_Exercise task_
In the listing, take everything from the line containing "Note: mark the horse neck" down to the line containing "pixel 410 498" and replace "horse" with "pony". Return only those lines, otherwise unchanged.

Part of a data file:
** START **
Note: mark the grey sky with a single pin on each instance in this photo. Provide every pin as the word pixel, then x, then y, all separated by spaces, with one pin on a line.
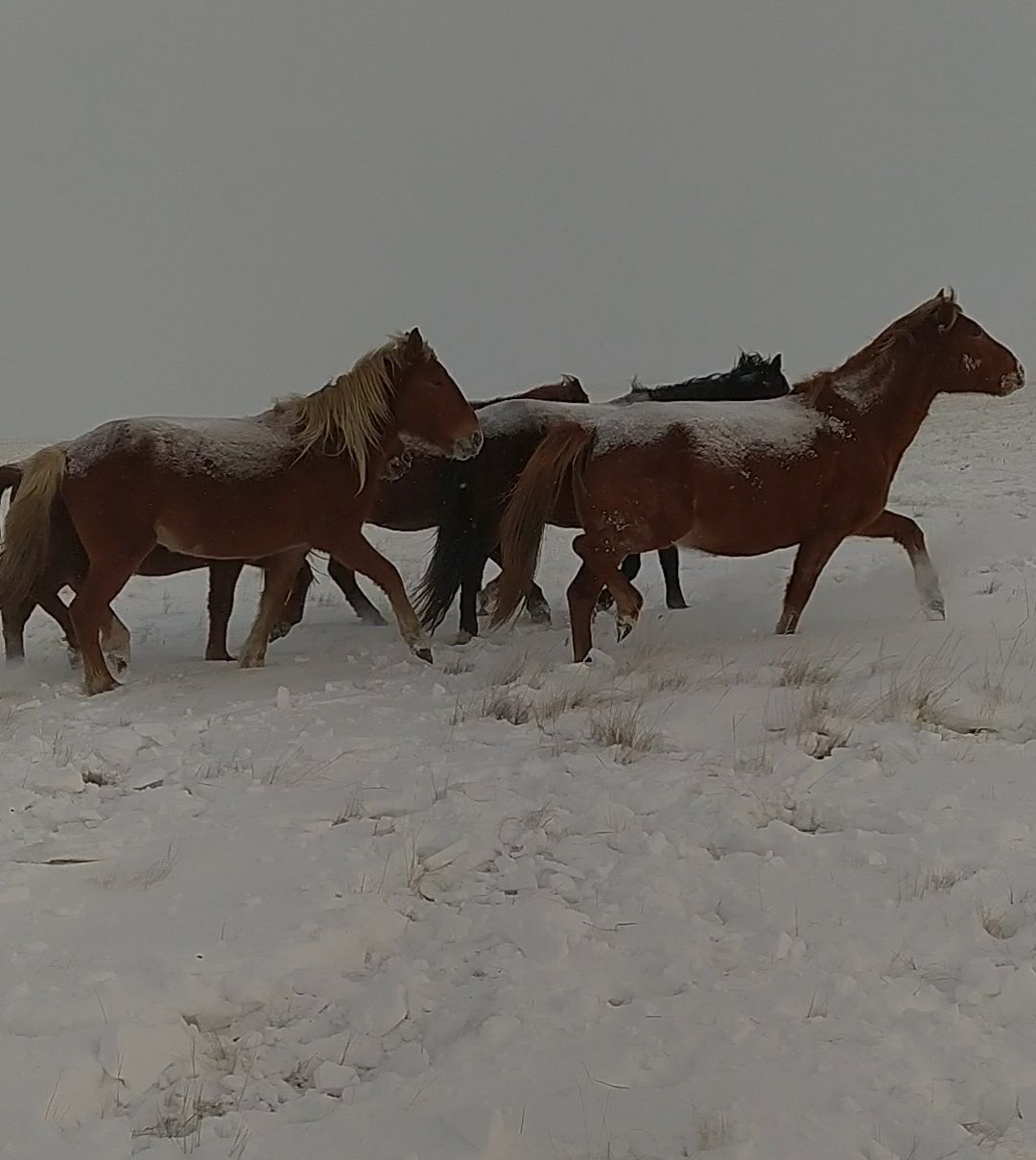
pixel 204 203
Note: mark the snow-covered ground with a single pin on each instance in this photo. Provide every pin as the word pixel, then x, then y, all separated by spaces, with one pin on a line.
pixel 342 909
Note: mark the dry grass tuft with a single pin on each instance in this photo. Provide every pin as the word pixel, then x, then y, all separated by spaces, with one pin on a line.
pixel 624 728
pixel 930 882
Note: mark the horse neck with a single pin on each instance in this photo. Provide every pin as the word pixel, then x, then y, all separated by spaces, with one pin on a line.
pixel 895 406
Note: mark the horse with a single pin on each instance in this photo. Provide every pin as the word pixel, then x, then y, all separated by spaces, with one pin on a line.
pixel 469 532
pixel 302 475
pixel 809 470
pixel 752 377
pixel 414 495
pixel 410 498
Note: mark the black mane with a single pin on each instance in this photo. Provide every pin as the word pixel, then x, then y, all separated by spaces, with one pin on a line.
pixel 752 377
** END **
** START **
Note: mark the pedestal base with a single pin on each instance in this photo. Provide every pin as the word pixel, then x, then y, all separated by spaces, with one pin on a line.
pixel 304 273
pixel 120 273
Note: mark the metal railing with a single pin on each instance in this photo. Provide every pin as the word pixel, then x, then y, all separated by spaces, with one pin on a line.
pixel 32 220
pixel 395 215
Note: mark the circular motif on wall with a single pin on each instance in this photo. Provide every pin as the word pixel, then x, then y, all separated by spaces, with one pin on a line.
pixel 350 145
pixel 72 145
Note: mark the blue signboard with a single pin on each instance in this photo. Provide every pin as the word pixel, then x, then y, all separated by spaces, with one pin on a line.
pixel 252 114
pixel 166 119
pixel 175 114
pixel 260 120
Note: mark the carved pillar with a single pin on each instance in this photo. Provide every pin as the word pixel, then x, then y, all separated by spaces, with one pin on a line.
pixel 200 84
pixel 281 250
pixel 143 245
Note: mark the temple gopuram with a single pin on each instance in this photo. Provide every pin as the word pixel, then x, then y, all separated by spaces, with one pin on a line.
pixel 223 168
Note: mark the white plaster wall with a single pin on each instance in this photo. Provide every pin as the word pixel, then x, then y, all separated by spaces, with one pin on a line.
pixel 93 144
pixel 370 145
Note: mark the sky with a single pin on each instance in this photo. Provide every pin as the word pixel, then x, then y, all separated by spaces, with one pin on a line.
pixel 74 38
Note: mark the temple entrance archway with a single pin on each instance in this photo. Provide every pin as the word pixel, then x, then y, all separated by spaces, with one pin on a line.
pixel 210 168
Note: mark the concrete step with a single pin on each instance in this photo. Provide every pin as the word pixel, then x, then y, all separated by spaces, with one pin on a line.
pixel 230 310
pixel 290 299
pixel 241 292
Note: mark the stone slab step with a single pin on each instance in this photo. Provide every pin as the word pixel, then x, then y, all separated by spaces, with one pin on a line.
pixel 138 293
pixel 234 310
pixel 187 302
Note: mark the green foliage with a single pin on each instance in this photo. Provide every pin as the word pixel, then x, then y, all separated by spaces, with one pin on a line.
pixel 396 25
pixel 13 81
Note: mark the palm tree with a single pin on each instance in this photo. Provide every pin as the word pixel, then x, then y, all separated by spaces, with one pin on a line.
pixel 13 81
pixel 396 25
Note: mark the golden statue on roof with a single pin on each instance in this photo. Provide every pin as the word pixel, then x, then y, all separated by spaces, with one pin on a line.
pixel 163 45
** END **
_Exercise output_
Note: mark the pony neck with a single pin on each instance in this photo. Provide every pin as the word pixel, then x, then y, all separated by spaces, with one pin on a line.
pixel 895 406
Note: mark the pony with a single pin on each instance in this photo. Provide every pin as the word pixel, then x, then y, all separated by spaces, with one pin on a line.
pixel 469 532
pixel 302 475
pixel 809 470
pixel 752 377
pixel 414 495
pixel 410 498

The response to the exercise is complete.